**Selected text:**
□ □ □ □ □

Paul Bone

icecc and ccache - Compiling lots of C++ quickly

XKCD #303

XKCD #303

Copyright Randall Munroe.

Firefox is a big project and takes quite some time to compile. If you’re working on such a large project, you make a change, recompile, accidentally touch a header, recompile then lose a lot of time waiting and resort to checking social media or bouts of wheelie-chair jousting.

Within my home office, I’ve set up icecc and ccache on Linux Mint (similar to Ubuntu) on amd64 using GCC. I haven’t yet tried clang but probably will soon, instructions should be similar for other OSs and compilers, but YMMV. I’m going to give instructions for setting up both tools at the same time, they can be used independently but if want to compile large C/C++ projects often, you probably want both of them.

□ □ □ □ □

**Data entries:**
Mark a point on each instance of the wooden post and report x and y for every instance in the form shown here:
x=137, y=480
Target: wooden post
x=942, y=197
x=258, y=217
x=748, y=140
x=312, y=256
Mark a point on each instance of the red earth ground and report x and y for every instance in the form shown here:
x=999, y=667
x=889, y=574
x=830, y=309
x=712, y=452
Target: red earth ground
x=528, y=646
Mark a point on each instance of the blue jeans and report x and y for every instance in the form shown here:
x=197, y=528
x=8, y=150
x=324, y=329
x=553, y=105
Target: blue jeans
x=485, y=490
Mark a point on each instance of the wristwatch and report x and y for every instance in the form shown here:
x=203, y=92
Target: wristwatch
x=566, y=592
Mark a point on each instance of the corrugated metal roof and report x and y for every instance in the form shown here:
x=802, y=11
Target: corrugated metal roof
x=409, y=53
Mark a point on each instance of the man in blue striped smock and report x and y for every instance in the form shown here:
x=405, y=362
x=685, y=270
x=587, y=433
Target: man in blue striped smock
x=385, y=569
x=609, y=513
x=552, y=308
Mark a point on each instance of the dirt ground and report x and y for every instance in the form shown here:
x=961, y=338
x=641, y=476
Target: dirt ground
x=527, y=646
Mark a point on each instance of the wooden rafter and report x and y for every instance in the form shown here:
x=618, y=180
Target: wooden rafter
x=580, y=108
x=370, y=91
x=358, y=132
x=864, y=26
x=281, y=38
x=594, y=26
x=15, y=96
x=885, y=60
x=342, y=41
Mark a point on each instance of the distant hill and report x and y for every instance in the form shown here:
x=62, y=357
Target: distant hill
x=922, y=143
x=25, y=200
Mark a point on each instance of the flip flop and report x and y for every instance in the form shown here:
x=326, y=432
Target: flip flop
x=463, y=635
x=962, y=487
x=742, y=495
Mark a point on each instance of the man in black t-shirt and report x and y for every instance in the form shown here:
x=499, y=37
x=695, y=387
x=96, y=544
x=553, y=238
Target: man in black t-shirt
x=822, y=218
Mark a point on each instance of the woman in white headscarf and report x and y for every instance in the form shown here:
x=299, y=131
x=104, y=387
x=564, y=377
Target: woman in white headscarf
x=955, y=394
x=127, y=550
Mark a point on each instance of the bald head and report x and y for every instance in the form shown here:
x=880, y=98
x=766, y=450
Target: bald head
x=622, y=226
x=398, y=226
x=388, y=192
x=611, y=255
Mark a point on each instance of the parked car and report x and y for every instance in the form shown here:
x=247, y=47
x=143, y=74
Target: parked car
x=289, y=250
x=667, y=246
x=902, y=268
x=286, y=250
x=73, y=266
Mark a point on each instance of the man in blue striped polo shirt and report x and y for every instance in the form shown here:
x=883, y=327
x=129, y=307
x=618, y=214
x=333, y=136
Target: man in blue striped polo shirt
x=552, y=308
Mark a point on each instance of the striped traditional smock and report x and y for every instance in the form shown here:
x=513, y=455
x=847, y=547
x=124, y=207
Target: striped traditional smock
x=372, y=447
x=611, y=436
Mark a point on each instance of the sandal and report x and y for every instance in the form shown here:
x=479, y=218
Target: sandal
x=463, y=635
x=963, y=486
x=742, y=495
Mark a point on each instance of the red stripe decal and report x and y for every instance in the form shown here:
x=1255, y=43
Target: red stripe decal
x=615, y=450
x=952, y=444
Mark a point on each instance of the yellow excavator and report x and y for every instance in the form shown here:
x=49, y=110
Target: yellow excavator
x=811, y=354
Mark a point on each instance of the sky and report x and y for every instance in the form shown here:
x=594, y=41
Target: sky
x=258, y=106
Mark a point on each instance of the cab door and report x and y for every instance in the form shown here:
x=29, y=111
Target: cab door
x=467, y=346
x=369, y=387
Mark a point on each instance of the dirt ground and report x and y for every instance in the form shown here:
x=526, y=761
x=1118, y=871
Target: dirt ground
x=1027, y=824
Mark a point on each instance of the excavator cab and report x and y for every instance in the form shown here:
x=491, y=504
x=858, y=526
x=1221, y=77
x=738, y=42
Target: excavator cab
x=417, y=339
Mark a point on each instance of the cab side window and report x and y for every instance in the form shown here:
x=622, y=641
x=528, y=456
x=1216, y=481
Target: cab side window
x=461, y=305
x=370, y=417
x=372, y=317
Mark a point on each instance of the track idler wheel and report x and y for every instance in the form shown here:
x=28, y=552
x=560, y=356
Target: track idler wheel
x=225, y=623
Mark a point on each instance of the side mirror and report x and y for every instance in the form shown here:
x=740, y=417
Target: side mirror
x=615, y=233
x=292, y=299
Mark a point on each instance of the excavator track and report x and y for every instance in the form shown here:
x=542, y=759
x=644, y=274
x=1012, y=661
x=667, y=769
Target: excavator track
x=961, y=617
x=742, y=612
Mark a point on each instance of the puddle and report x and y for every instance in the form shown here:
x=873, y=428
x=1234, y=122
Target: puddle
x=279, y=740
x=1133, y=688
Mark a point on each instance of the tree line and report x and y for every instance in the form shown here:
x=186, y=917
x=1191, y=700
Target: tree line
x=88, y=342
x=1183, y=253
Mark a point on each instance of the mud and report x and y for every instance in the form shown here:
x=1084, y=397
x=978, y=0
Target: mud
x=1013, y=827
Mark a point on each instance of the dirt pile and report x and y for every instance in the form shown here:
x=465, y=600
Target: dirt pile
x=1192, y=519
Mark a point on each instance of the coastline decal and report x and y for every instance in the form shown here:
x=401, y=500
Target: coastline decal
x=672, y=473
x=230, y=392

□ □ □ □ □

**Required task 1:** In the icecc and ccache post, on which operating system did the writer set up the two tools?
**Required task 2:** Write the next part of the post on setting up icecc and ccache, starting after its final sentence.

**Written answer 1:** Linux Mint (similar to Ubuntu), on amd64 using GCC.

**Written answer 2:**
icecc (pronounced ice cream) is a tool to distribute c-compiler jobs among a network of peers for parallel compilation. Think make -j but across multiple computers. You may have heard of distcc, it’s like that but smarter at scheduling jobs. Use icecc (or distcc if that’s your thing) if you have some spare (or used) computers to distribute compilation across. Some Mozillians (not sure I like that word yet, labels etc) setup icecc groups within the Mozilla offices. I’m told from someone who tried that it’s not worth connecting to these from home. I’m also avoiding WiFi for this reason and more. Also on connecting to other networks, be aware this could be a security issue, a peer could replace your code with something nasty and trick you into running it.

ccache is a c compiler cache. If you’re recompiling the same project often this ccache will remember the .o file generated previously and return it rather than running the compiler again.

sudo aptitude install ccache icecc

And on your workstation you can also install icecc-monitor

icecc uses two daemons, iceccd accepts jobs and runs them locally on each node, it connects to icecc-scheduler which manages the jobs for a group of machines and distributes them. I believe it’s supposed to work if you have multiple icecc-schedulers on your network, but I found that this would easily create two separate smaller clusters as my laptop came and went from the network. Instead it was simple to disable icecc-scheduler on all but one of the nodes.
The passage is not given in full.